Dataset entries
=== Section Start ===

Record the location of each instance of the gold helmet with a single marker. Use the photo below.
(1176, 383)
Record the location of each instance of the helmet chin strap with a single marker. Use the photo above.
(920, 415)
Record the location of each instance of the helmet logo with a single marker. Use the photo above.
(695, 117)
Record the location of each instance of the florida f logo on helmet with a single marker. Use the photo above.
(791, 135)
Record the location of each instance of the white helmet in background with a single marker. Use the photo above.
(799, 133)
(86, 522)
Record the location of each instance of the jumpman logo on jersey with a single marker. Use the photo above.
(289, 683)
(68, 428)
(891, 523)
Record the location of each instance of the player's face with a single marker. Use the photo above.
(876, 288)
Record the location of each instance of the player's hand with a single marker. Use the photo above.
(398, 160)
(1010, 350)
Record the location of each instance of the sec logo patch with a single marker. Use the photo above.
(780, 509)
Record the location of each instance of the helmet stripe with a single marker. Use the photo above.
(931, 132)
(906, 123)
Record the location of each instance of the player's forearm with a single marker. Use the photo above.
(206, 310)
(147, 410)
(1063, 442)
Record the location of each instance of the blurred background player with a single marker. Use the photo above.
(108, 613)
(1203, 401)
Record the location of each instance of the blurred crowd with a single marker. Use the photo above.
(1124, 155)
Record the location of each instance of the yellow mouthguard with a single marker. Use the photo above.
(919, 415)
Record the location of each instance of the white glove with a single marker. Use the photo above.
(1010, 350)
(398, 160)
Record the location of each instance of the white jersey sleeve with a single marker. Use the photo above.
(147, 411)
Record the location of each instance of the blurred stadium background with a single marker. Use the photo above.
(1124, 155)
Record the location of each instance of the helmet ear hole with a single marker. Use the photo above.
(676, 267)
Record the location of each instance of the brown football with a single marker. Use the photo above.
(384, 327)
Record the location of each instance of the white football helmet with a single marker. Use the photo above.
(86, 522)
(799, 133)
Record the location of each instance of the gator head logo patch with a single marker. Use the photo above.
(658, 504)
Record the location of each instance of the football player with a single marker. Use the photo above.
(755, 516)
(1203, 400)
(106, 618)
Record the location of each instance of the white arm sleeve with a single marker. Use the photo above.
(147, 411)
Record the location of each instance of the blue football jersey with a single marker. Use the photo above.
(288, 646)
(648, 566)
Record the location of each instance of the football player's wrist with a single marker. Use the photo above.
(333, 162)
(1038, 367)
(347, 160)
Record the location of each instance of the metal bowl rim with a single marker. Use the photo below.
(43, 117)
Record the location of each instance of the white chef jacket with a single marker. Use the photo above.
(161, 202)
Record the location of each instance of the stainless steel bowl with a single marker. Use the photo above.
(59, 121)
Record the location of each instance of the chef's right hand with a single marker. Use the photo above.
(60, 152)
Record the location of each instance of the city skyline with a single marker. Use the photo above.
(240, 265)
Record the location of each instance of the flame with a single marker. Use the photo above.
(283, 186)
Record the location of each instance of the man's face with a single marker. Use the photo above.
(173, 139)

=== Section End ===

## Your goal
Make an exact copy of every entry.

## Worked solution
Record the location of each instance of the gold helmet with a single marker. Use the photo below.
(1176, 383)
Record the location of each instance of the helmet chin strap with a single marker. Use the photo above.
(920, 415)
Record the location of each instance of the helmet logo with a single marker. Use the photo above.
(695, 117)
Record the location of each instance of the florida f logo on helmet with a single marker. Use the photo above.
(791, 135)
Record the location of each instance of the white helmet in background with a single marker. Use the photo above.
(799, 133)
(86, 522)
Record the location of each instance of the jumpman logo on jersey with a single marker. Use the photo above.
(289, 683)
(68, 428)
(891, 523)
Record the location of each instance of the player's face with a single marker. Use the photo above.
(876, 288)
Record the location of each instance of the player's hand with a single marker. Use the photo above.
(398, 160)
(1010, 350)
Record the location of each instance of the sec logo patch with a single marker. Use the photo above.
(780, 509)
Record the location of each instance of the helmet stripe with a single marker. Use the photo above.
(931, 132)
(906, 123)
Record the location of each instance of the player's forearm with a single marker. Use the photo above.
(206, 310)
(147, 410)
(1063, 442)
Record the location of each instance of the blurred background player with a single marker. Use the photo above.
(108, 613)
(1203, 401)
Record the location of each instance of the blurred crowd with a single marker. Use the photo above.
(1124, 155)
Record the location of each instance of the yellow mouthguard with a single marker. Use the photo above.
(919, 415)
Record the location of each instance of the white glove with a single marker. Use the photo above.
(1010, 350)
(398, 160)
Record the location of each instance of the white jersey sleeve with a single marker. Use the photo above.
(147, 411)
Record the location of each instance of the blurred stadium background with a single marker. Use the photo above.
(1124, 155)
Record the location of each instance of the helmet ear hole with a single marker. Use the photo above.
(676, 267)
Record the location of each instance of the brown football with a single marker. Use the photo above.
(384, 327)
Record the location of each instance of the white football helmet with a single marker. Use the photo above.
(86, 522)
(799, 133)
Record the location of each instance of the gator head logo patch with a single marker. Use the photo above.
(658, 504)
Record the location of each instance of the football player with a single marker. Use the photo above.
(755, 516)
(1203, 400)
(106, 618)
Record the location of each instance of the white arm sleeve with a single marker. Use the photo above.
(147, 411)
Record the location of each instance of the blue football jersey with a single marker. Use the photo above.
(288, 646)
(648, 566)
Record the location of each instance of the football player's wrist with a single marker. Use the photo above.
(333, 162)
(1038, 367)
(347, 160)
Record the location of each instance of the metal bowl rim with a single marker. Use the photo below.
(43, 117)
Record the location of each instance of the white chef jacket with a single marker. Use the photo above.
(161, 202)
Record the location of each instance of the stainless steel bowl with a single marker. Use the photo above.
(59, 121)
Record the location of each instance of the chef's right hand with a single marker. Use the photo above.
(60, 152)
Record the location of each instance of the city skyline with a single marker. Use the photo above.
(240, 265)
Record the location of each instance of the flame with a single marker. Use the photo above.
(283, 186)
Record the location of each instance of the man's face with a single marker. Use the photo above.
(173, 139)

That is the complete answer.